- _What is being asked_
Render the material again word for word, skipping the pictures in it.

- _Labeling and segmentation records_
****
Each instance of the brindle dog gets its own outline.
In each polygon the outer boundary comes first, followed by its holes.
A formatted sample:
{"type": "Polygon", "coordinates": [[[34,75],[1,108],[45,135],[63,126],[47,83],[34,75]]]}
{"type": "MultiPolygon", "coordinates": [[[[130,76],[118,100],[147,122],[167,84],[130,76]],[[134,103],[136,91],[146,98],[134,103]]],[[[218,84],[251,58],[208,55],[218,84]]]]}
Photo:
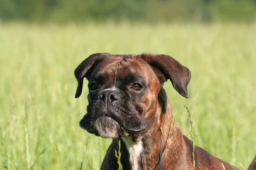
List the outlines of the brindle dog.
****
- _Answer to the exercise_
Each instance of the brindle dog gets its own outline.
In each polygon the outer boundary comes first, followed by its holes.
A formatted sample:
{"type": "Polygon", "coordinates": [[[34,75],[1,108],[45,135],[63,126],[47,83],[34,75]]]}
{"type": "MultiPolygon", "coordinates": [[[[130,76],[118,100],[147,122],[167,84],[130,76]],[[134,103],[136,91],[146,98],[134,103]]],[[[218,84],[251,58],[208,55],[218,84]]]]}
Photo:
List the outlines of the brindle dog.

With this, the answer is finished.